Challenge 1: Do these statements agree with the Artangel gift article? (a) Artangel is based in London. (b) The donation to the Tate comes to 21 works in all. (c) Rachel Whiteread's House was made in 2008.

Artangel, the London-based nonprofit, is giving nine film and video projects to the Tate, where the group will join seven earlier gifts and become the Artangel Collection. Five upcoming commissions will also be donated, for a total of 21 works. The organization’s co-directors and founders CK, Michael Morris and James Lingwood, have said that the works will be made available to museums and institutions across the UK.
Artangel, which celebrates its 20th anniversary this year, has been behind ambitious and well-received projects like Roger Hiorns’s Seizure (2008), an apartment overtaken by blue copper sulphate crystals, Gregor Schneider’s Die Familie Schneider (2004), comprising two nearly identical flats “inhabited” by actors, and Rachel Whiteread’s House, a cast of the structure’s interior (1993). Though many of its projects are more in the public space than video typically allows, they were temporary, site-specific works.
The Artangel gift includes works by Francis Alys, Richard Billingham, Jeremy Deller / Mike Figgis, Atom Egoyan, Douglas Gordon, Bethan Huws, Cameron Jamie, Steve McQueen, Tony Oursler, Paul Pfeiffer, Gregor Schneider and Catherine Yass.

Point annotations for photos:
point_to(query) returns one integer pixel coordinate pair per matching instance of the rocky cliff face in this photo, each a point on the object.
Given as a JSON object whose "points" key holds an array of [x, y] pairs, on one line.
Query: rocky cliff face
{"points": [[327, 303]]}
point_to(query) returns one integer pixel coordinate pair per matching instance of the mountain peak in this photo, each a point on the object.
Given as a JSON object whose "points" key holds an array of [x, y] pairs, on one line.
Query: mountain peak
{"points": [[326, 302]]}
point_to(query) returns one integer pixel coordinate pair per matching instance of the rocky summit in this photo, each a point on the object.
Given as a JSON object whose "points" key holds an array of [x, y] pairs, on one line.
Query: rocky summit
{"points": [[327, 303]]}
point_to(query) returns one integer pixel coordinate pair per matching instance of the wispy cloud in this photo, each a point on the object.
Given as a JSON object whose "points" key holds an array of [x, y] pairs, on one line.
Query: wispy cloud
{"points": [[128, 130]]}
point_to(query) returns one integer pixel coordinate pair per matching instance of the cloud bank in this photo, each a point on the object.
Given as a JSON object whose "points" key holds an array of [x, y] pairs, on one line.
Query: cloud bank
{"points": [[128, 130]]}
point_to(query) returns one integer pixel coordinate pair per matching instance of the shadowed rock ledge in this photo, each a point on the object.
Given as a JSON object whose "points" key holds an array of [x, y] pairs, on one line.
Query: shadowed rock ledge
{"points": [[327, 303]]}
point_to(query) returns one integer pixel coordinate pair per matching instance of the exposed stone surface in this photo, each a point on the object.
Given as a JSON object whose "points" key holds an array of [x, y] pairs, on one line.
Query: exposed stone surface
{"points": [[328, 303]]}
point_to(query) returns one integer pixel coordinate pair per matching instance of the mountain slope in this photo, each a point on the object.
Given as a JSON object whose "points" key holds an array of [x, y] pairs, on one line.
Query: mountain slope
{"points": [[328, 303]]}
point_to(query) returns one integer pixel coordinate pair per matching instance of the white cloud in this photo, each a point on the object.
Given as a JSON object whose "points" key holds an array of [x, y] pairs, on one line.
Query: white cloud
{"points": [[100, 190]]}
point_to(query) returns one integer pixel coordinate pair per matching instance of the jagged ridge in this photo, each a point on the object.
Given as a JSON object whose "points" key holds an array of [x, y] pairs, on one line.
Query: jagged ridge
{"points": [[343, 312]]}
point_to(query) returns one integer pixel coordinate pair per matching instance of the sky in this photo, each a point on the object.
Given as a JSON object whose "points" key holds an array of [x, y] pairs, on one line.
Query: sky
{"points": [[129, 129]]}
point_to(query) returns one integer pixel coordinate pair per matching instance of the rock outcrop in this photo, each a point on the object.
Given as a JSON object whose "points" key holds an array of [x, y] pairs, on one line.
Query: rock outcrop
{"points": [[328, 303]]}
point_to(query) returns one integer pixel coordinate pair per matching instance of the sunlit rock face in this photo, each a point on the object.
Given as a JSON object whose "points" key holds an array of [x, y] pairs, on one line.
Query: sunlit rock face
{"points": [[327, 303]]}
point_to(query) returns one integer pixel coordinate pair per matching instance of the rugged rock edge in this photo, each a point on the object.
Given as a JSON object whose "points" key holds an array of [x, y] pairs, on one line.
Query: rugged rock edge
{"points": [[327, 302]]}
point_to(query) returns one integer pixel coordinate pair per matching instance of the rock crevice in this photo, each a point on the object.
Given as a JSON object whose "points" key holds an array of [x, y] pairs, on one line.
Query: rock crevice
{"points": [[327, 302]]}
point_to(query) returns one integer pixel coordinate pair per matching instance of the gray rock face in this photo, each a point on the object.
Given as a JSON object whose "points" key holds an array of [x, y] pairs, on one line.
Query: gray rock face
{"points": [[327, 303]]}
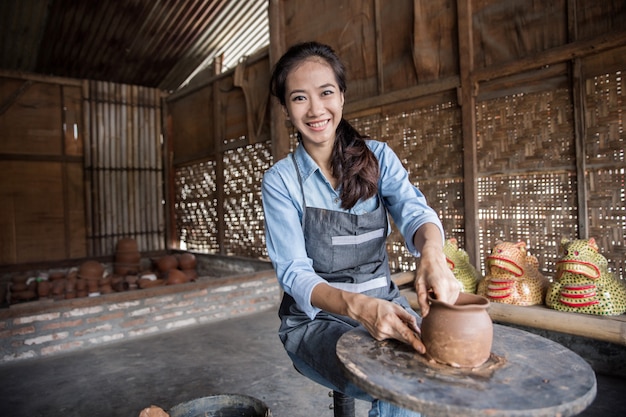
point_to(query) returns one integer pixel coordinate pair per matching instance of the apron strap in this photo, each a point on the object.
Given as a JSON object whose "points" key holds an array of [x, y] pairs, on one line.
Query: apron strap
{"points": [[295, 163]]}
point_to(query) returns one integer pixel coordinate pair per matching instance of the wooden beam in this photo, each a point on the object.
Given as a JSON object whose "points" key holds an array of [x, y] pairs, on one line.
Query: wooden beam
{"points": [[580, 132], [567, 52], [411, 93]]}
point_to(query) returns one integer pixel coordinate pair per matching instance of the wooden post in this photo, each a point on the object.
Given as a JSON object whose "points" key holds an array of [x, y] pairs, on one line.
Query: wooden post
{"points": [[278, 131], [467, 100]]}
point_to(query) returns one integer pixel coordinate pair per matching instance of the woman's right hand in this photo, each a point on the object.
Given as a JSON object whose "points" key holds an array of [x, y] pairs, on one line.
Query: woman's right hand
{"points": [[382, 319], [386, 320]]}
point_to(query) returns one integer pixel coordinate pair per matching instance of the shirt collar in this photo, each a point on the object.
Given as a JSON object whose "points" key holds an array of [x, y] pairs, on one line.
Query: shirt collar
{"points": [[306, 164]]}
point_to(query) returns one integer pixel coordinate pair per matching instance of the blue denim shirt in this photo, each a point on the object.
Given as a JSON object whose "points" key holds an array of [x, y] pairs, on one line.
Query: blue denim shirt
{"points": [[282, 205]]}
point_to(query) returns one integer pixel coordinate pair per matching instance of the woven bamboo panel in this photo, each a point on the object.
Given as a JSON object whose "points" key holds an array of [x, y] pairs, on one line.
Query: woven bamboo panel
{"points": [[123, 164], [244, 167], [538, 209], [526, 173], [606, 166], [196, 207], [524, 132]]}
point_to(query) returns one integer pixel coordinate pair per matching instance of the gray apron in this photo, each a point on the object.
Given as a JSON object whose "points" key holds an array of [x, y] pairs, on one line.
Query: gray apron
{"points": [[349, 251]]}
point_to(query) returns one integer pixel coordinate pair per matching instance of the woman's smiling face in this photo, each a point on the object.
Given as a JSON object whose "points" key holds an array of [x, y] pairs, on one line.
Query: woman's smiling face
{"points": [[314, 102]]}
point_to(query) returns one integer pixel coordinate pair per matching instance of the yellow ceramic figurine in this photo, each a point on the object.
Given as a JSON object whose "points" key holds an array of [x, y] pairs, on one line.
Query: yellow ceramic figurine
{"points": [[513, 276], [463, 270], [583, 283]]}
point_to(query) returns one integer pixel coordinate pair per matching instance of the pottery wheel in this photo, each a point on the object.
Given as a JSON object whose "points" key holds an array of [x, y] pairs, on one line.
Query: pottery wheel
{"points": [[526, 375]]}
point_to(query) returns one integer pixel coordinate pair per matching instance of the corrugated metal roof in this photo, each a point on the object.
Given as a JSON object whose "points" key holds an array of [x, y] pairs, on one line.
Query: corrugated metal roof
{"points": [[153, 43]]}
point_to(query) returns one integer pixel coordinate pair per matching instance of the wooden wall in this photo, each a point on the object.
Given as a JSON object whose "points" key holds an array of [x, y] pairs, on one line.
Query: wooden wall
{"points": [[81, 167], [42, 215], [507, 114], [220, 147]]}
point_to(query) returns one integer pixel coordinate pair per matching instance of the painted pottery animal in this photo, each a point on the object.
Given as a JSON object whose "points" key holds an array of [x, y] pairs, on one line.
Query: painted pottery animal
{"points": [[463, 270], [583, 283], [513, 276]]}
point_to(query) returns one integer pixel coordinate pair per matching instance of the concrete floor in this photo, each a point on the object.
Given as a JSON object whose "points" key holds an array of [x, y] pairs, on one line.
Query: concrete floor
{"points": [[235, 356]]}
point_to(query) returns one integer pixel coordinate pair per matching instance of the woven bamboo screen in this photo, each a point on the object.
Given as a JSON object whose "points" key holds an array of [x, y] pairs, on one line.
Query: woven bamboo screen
{"points": [[428, 142], [527, 173], [605, 117], [196, 206], [243, 218], [123, 168]]}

Challenge 2: Which lines of the entries contain the string "jagged"? List each one, treating case as significant.

Result 1:
(a) Yes: "Artangel, the London-based nonprofit"
(b) Yes: "for a total of 21 works"
(c) No: "Rachel Whiteread’s House, a cast of the structure’s interior (1993)"

Result 2:
point_to(query) returns one integer pixel coordinate pair per matching instance of the jagged ridge in this photo, each a point on the object.
Query: jagged ridge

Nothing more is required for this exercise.